§ DIRECTIONS
Everything from the line containing "the black tuxedo" down to the last line of the entries below must be transcribed exactly, and nothing else.
________________________
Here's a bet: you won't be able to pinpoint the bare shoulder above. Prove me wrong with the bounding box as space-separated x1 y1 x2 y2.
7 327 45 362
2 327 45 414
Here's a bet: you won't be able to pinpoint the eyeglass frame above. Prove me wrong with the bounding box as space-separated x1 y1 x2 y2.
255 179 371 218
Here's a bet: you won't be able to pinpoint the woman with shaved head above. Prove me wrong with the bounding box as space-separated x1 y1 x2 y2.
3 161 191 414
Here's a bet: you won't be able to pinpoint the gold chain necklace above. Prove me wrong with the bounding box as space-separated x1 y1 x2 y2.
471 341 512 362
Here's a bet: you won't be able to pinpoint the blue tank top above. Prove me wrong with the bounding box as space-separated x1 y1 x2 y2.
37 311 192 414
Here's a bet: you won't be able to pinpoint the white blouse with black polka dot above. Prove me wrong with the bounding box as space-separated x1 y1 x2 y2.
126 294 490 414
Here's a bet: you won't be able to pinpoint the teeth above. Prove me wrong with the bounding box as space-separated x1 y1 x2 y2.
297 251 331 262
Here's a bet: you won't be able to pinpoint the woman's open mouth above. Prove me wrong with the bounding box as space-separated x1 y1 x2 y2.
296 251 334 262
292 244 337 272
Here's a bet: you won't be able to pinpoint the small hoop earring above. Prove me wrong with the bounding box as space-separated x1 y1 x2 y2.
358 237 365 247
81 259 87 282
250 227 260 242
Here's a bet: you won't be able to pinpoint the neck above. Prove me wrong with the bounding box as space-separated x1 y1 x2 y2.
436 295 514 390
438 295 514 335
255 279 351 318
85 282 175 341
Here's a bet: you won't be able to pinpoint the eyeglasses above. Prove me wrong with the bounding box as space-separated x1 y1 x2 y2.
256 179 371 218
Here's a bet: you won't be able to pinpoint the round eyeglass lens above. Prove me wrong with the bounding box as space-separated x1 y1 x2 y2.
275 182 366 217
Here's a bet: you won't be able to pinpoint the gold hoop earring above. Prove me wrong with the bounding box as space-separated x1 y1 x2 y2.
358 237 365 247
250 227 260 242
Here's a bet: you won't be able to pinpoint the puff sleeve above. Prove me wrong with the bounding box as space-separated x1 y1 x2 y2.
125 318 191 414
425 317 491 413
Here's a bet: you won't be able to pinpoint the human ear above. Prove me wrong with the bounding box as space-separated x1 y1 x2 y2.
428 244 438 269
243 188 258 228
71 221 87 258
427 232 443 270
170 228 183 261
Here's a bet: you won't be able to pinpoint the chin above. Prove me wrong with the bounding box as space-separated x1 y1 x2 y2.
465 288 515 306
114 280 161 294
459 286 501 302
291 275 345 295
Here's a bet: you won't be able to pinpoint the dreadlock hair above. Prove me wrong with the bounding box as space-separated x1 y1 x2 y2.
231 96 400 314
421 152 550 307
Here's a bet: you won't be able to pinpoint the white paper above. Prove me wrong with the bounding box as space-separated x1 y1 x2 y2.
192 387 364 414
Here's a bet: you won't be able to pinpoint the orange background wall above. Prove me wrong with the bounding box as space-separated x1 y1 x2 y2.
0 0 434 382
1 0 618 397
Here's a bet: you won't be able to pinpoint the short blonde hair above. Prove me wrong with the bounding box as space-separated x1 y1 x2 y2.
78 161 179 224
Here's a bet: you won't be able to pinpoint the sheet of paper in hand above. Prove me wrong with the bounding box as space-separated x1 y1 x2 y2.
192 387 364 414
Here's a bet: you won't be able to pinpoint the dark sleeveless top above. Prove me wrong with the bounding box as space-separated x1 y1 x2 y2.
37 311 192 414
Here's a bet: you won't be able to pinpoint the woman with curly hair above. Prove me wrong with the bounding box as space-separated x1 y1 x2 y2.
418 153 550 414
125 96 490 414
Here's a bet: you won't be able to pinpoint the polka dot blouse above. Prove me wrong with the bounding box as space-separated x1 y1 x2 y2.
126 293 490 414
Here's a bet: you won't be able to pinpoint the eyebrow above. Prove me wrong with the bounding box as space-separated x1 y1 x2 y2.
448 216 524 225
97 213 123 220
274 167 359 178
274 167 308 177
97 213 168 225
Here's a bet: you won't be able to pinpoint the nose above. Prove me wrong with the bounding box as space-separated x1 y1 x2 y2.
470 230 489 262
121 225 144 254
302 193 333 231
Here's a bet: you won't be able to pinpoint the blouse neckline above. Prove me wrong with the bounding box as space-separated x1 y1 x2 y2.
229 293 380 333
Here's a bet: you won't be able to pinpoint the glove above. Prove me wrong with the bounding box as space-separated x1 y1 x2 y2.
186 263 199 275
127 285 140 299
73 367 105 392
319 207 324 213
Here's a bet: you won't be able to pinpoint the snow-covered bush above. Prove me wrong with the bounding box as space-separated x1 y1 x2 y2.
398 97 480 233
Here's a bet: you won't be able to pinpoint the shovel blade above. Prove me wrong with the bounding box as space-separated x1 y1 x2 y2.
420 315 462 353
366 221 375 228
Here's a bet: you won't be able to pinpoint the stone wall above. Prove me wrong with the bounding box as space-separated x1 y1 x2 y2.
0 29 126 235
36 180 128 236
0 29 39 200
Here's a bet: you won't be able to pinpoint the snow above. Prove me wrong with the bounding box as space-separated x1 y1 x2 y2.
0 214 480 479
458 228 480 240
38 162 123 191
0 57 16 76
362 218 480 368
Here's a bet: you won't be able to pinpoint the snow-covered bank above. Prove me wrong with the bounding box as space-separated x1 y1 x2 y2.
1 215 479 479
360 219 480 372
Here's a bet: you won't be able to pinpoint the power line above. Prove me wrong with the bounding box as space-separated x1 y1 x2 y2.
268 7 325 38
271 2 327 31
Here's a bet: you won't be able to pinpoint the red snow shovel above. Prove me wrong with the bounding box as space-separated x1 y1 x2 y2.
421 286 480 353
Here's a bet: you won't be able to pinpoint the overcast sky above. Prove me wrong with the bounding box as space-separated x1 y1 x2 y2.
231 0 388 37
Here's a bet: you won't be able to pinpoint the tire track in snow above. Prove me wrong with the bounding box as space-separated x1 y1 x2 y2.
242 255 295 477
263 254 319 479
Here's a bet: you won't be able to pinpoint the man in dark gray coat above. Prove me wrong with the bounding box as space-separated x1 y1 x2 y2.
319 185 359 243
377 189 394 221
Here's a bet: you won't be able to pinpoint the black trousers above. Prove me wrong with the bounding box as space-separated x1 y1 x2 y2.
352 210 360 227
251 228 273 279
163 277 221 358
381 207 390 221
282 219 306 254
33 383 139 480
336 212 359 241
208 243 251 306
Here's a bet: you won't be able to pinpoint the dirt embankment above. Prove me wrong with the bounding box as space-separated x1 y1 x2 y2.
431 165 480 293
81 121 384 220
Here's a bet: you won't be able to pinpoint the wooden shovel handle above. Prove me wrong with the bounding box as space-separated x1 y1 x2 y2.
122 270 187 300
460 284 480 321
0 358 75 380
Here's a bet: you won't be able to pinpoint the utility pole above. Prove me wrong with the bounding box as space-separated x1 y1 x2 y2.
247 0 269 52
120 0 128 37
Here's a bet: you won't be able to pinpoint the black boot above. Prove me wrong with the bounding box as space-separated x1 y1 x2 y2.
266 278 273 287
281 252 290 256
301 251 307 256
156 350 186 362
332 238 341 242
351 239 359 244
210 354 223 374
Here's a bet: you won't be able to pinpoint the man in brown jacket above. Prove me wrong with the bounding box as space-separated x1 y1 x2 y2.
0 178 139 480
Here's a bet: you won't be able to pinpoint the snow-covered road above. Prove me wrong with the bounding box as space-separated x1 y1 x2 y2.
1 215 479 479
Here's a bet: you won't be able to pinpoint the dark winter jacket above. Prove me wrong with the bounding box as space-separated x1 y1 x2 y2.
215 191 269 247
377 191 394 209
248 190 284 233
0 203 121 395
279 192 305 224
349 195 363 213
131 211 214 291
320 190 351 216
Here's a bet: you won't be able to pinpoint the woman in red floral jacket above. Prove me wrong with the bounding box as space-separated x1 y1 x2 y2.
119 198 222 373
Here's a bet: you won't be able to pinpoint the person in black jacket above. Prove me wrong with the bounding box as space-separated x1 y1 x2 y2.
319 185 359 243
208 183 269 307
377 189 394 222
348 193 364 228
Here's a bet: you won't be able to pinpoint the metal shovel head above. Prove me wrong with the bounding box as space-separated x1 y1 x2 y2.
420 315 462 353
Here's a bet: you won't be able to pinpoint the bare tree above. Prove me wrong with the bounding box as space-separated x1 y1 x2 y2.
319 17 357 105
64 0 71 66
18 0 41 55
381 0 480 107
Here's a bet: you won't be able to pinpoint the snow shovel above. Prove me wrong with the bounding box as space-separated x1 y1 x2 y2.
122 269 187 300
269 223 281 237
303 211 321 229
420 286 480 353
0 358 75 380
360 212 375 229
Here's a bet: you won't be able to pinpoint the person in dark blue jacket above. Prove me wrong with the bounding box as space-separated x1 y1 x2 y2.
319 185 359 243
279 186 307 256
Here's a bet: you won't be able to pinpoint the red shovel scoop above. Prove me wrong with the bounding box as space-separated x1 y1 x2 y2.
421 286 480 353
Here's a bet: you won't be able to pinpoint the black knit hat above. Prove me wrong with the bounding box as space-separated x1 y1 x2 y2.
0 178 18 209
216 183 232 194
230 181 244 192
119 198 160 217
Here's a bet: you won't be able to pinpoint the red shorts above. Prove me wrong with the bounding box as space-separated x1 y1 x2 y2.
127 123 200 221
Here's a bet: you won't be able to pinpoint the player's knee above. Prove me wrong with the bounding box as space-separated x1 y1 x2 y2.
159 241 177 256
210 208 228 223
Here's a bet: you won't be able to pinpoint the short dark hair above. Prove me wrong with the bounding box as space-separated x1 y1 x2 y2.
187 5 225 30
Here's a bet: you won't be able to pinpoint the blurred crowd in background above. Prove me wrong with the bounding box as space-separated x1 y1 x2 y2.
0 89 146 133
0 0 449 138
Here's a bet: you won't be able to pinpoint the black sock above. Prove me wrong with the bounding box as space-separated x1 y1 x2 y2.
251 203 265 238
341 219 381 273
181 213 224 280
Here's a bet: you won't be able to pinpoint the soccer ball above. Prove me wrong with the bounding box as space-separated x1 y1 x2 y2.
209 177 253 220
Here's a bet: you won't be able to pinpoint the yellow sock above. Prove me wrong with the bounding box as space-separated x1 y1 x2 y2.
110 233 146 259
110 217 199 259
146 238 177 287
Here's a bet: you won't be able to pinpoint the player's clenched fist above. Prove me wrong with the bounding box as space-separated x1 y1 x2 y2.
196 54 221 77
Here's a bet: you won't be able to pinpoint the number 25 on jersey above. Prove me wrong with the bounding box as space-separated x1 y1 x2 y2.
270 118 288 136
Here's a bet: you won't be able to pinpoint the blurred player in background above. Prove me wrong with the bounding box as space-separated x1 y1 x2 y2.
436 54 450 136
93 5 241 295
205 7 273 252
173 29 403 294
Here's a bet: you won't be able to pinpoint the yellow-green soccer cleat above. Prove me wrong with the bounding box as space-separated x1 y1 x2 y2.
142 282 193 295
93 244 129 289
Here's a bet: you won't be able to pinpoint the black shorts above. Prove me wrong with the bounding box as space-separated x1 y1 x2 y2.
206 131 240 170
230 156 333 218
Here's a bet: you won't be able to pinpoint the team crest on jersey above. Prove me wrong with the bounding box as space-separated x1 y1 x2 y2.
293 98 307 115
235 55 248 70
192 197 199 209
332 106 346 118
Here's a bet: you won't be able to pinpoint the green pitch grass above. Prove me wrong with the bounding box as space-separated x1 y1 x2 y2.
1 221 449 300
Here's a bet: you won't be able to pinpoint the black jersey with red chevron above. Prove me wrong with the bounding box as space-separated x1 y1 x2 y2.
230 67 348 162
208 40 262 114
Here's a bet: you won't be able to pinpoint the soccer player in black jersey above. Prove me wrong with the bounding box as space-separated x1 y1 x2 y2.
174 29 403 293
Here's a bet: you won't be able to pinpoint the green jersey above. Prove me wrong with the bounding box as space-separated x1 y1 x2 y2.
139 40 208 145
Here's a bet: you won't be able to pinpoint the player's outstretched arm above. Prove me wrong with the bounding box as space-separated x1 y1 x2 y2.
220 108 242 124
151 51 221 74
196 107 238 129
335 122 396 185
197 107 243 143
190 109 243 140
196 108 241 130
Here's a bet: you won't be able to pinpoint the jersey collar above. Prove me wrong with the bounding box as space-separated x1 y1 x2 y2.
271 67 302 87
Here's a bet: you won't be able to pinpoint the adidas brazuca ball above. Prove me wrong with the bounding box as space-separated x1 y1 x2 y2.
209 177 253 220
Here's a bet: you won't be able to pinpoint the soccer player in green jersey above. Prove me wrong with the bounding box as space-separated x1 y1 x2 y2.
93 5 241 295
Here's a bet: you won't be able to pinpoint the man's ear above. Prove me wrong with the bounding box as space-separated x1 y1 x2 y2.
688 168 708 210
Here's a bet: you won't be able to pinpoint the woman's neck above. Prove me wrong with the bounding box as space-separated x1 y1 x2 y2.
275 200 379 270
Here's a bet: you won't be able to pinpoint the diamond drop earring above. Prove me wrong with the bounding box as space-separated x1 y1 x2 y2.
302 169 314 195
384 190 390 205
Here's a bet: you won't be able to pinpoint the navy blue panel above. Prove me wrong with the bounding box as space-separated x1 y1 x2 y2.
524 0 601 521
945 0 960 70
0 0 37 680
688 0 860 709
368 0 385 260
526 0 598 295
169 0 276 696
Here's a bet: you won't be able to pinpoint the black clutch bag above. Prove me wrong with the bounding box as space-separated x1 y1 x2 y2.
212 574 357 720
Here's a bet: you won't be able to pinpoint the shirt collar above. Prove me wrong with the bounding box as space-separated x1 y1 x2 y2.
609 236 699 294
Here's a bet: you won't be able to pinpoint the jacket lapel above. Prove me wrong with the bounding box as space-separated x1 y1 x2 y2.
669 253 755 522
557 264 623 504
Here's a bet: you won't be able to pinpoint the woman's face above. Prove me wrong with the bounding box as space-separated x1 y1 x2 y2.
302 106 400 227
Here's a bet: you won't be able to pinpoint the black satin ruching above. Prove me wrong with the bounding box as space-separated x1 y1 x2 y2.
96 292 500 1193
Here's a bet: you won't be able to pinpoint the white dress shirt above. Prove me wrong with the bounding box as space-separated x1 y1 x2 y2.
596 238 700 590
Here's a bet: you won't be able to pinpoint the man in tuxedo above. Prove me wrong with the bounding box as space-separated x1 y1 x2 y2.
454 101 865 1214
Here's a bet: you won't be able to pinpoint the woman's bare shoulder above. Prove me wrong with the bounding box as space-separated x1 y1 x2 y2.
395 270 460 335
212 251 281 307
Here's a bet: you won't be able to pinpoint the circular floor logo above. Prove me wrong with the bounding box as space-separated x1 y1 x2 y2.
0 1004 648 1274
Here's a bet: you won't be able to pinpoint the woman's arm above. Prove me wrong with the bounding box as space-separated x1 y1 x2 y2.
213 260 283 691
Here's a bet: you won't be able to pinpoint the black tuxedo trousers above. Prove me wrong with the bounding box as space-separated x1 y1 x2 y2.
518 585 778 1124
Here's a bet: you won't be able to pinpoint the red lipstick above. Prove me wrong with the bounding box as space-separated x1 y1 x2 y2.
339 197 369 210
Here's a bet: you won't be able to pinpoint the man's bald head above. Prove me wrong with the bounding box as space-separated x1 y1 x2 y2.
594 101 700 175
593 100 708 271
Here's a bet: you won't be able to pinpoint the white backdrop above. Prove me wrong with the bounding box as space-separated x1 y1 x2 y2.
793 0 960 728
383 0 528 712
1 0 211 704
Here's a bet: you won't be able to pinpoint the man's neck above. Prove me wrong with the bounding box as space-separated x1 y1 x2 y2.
________________________
§ RESULT
Here's a bet: you won't be able to pinpoint the black tuxedo trousers above. Prove me wrong with the bounding box as space-separated x1 y1 x2 y2.
518 585 778 1124
Here's a bet: you won't be able to pinpoint the red lipstick above. Prove me wrong with the bounding box as space-separated x1 y1 x2 y2.
339 197 369 210
Here's a bet: you won't be able to pinpoint the man's bald head above. Prove me wrong with the bounding box as space-separated x1 y1 x2 y2.
594 101 700 175
593 100 708 271
Here's a bet: you won't be able to pinpoint the white backdrop above. Prove me wrong with the bounding box as space-separated x1 y1 x2 y2.
793 0 960 728
383 0 528 712
1 0 211 704
Here's a bet: you won't be able to pinpoint the man's neck above. Prove me wrong with the bounding box as space-separated x1 y1 x2 y2.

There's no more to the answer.